*YOUR OBJECTIVE:* Begin at the line below that contains "the car's front" and write out every line from there to the end of the entries, exactly.

Records drawn from a dataset
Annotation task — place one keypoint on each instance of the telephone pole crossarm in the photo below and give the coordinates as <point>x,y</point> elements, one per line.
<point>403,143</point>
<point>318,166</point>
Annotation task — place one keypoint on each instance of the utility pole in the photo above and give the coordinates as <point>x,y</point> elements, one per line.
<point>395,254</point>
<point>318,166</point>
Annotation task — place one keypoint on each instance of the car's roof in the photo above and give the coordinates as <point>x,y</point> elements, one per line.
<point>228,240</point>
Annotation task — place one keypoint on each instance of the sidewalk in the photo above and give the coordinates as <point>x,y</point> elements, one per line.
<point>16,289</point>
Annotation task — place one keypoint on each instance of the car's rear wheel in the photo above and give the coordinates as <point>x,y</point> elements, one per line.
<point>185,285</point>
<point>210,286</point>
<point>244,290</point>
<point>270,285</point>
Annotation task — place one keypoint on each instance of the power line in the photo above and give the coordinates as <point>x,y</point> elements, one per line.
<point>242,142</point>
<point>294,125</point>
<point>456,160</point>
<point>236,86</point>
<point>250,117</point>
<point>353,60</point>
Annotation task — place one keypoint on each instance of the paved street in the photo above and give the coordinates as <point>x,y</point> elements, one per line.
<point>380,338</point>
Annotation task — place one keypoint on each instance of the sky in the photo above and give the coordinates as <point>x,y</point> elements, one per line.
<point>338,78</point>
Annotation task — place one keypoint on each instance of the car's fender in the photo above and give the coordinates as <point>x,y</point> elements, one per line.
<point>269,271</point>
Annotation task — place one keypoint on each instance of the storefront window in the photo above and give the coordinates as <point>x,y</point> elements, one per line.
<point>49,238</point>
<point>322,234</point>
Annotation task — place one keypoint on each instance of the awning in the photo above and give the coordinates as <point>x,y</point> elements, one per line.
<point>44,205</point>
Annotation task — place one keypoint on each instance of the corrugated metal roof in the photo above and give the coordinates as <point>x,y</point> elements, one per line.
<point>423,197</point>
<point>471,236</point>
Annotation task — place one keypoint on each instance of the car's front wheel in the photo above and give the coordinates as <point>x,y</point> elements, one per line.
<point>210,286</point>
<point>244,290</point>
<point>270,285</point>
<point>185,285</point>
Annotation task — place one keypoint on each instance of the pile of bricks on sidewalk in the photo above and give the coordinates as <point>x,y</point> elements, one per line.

*RESPONSE:*
Annotation task — place one keypoint on each instance of the car's front wheel in the photo above and give the coordinates as <point>x,y</point> elements, one per line.
<point>210,286</point>
<point>244,290</point>
<point>270,285</point>
<point>185,285</point>
Annotation task — place one keypoint on each instance of the pile of bricks on sidewalk in the photo above and give the coordinates as <point>x,y</point> elements, one per line.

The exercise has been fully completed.